## Saved data entries
--- --- ---

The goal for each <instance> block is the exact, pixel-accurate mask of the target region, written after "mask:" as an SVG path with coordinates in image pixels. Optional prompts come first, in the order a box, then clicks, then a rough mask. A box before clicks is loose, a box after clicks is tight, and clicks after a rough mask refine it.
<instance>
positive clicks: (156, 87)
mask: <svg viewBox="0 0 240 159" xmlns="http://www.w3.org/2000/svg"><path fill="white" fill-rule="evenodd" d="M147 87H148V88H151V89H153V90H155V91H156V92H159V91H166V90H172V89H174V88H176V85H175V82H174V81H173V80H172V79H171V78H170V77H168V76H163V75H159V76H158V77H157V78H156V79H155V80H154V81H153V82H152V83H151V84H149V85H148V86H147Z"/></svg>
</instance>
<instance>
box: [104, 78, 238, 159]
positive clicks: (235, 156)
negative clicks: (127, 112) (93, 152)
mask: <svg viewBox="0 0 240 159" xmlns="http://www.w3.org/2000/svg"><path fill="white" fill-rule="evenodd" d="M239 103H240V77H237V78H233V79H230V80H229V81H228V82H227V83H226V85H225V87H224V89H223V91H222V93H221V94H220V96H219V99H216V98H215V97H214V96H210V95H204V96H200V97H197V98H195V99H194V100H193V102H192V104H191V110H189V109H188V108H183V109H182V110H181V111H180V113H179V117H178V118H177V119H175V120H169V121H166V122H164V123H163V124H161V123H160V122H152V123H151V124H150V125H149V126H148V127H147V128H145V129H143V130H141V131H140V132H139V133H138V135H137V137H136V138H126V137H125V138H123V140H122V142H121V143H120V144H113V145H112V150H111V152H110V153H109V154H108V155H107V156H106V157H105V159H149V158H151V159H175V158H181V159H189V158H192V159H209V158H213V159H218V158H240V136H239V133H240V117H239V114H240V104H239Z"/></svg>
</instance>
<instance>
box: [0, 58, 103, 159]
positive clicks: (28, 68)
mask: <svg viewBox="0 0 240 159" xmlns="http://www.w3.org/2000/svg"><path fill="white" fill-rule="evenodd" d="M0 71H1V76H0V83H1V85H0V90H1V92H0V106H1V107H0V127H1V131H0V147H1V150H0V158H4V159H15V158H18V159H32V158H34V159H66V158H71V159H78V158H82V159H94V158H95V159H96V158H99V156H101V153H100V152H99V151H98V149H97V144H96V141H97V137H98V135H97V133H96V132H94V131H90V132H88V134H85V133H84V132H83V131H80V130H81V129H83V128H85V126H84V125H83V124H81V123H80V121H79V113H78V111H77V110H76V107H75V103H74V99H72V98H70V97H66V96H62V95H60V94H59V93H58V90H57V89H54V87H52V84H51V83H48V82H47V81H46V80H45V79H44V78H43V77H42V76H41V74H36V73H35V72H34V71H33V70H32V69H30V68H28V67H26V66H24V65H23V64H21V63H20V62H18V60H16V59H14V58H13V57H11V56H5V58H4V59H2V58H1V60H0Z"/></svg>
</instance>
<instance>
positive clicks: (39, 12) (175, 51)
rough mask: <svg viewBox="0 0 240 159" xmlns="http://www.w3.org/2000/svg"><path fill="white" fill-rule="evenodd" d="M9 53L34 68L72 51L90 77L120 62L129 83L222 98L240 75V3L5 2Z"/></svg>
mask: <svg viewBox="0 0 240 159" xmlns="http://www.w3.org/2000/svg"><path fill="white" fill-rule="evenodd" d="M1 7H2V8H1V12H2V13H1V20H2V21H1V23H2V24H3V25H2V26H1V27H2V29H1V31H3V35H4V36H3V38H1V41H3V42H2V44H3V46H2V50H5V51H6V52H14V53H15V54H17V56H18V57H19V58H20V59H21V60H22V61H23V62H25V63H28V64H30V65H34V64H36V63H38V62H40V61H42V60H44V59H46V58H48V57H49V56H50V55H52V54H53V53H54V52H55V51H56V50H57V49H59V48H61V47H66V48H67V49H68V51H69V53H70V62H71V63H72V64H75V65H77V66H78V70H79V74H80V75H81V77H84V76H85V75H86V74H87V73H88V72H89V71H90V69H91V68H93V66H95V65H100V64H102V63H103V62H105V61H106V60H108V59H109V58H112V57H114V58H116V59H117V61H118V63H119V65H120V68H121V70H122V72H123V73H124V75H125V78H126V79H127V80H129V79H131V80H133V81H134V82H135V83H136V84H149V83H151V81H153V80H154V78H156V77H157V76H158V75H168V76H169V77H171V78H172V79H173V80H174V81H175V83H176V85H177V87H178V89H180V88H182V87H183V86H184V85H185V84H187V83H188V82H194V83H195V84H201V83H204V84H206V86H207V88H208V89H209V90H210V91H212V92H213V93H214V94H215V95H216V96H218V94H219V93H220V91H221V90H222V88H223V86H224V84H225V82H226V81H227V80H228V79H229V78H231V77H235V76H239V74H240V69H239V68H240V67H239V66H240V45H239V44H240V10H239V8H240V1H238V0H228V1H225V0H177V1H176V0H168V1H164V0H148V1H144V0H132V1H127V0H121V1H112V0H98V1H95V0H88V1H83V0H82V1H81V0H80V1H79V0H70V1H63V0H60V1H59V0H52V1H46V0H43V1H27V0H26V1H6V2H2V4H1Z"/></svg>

--- --- ---

## Assigned task
Print every line of the records exactly. Omit nothing.

## Answer to the exercise
The goal for each <instance> block is the exact, pixel-accurate mask of the target region, written after "mask:" as an SVG path with coordinates in image pixels. Optional prompts come first, in the order a box, then clicks, then a rough mask. A box before clicks is loose, a box after clicks is tight, and clicks after a rough mask refine it.
<instance>
positive clicks: (156, 87)
mask: <svg viewBox="0 0 240 159" xmlns="http://www.w3.org/2000/svg"><path fill="white" fill-rule="evenodd" d="M147 87H148V88H151V89H153V90H155V91H156V92H159V91H166V90H172V89H174V88H176V85H175V82H174V81H173V80H172V79H171V78H170V77H168V76H163V75H159V76H158V77H157V78H156V79H155V80H154V81H153V82H152V83H151V84H149V85H148V86H147Z"/></svg>
</instance>
<instance>
box: [104, 78, 238, 159]
positive clicks: (235, 156)
negative clicks: (127, 112) (93, 152)
mask: <svg viewBox="0 0 240 159" xmlns="http://www.w3.org/2000/svg"><path fill="white" fill-rule="evenodd" d="M239 103H240V77H237V78H233V79H230V80H229V81H228V82H227V83H226V85H225V87H224V89H223V91H222V93H221V94H220V96H219V99H216V98H215V97H214V96H210V95H204V96H200V97H197V98H195V99H194V100H193V102H192V104H191V110H189V109H188V108H183V109H182V110H181V111H180V113H179V117H178V118H177V119H175V120H169V121H166V122H164V123H163V124H161V123H160V122H152V123H151V124H150V125H149V126H148V127H147V128H145V129H143V130H141V131H140V132H139V133H138V135H137V137H136V138H126V137H125V138H123V140H122V142H121V143H120V144H113V145H112V150H111V152H110V153H109V154H108V155H107V156H106V157H105V159H149V158H151V159H175V158H181V159H189V158H192V159H209V158H213V159H218V158H240V136H239V133H240V117H239V114H240V104H239Z"/></svg>
</instance>
<instance>
box: [0, 58, 103, 159]
positive clicks: (28, 68)
mask: <svg viewBox="0 0 240 159" xmlns="http://www.w3.org/2000/svg"><path fill="white" fill-rule="evenodd" d="M0 71H1V76H0V83H1V85H0V90H1V92H0V106H1V107H0V127H1V131H0V147H1V150H0V158H4V159H15V158H18V159H32V158H34V159H66V158H71V159H78V158H82V159H94V158H95V159H96V158H99V156H101V153H100V152H99V151H98V149H97V144H96V141H97V137H98V135H97V133H96V132H94V131H90V132H88V134H85V133H84V132H83V131H80V130H81V129H83V128H85V126H84V125H83V124H81V123H80V121H79V113H78V111H77V110H76V107H75V103H74V99H72V98H70V97H66V96H62V95H60V94H59V93H58V90H57V89H54V87H52V84H51V83H48V82H47V81H46V80H45V79H44V78H43V77H42V76H41V74H36V73H35V72H34V71H33V70H32V69H30V68H28V67H26V66H24V65H23V64H21V63H20V62H18V60H16V59H14V58H13V57H11V56H5V58H4V59H2V58H1V60H0Z"/></svg>
</instance>
<instance>
positive clicks: (39, 12) (175, 51)
rough mask: <svg viewBox="0 0 240 159" xmlns="http://www.w3.org/2000/svg"><path fill="white" fill-rule="evenodd" d="M9 53L34 68L72 51L90 77L120 62L129 83L222 98L240 75V3L5 2Z"/></svg>
mask: <svg viewBox="0 0 240 159" xmlns="http://www.w3.org/2000/svg"><path fill="white" fill-rule="evenodd" d="M1 7H2V8H1V12H2V13H1V20H2V21H1V23H2V24H3V25H2V26H1V27H2V29H1V31H3V35H4V36H3V38H1V41H3V42H2V44H3V46H2V50H5V51H6V52H14V53H15V54H17V56H18V57H19V58H20V59H21V60H22V61H23V62H25V63H28V64H30V65H34V64H36V63H38V62H40V61H42V60H44V59H46V58H48V57H49V56H50V55H52V54H53V53H54V52H55V51H56V50H57V49H59V48H61V47H66V48H67V49H68V51H69V53H70V62H71V63H72V64H75V65H77V66H78V70H79V74H80V75H81V77H84V76H85V75H86V74H87V73H88V72H89V71H90V69H91V68H93V66H95V65H100V64H102V63H103V62H105V61H106V60H108V59H109V58H112V57H114V58H116V59H117V61H118V63H119V65H120V68H121V70H122V72H123V73H124V75H125V78H126V79H127V80H129V79H131V80H133V81H134V82H135V83H136V84H149V83H151V81H153V80H154V78H156V77H157V76H158V75H168V76H169V77H171V78H172V79H173V80H174V81H175V83H176V85H177V87H178V89H180V88H182V87H183V86H184V85H185V84H187V83H188V82H194V83H195V84H201V83H204V84H206V86H207V88H208V89H209V90H210V91H212V92H213V93H214V94H215V95H216V96H218V94H219V93H220V91H221V90H222V88H223V86H224V84H225V82H226V81H227V80H228V79H229V78H231V77H235V76H239V74H240V69H239V68H240V67H239V66H240V45H239V44H240V10H239V8H240V1H238V0H228V1H225V0H177V1H176V0H168V1H164V0H148V1H144V0H132V1H127V0H121V1H112V0H98V1H95V0H88V1H83V0H82V1H81V0H80V1H79V0H70V1H63V0H60V1H59V0H52V1H46V0H43V1H27V0H26V1H6V2H2V4H1Z"/></svg>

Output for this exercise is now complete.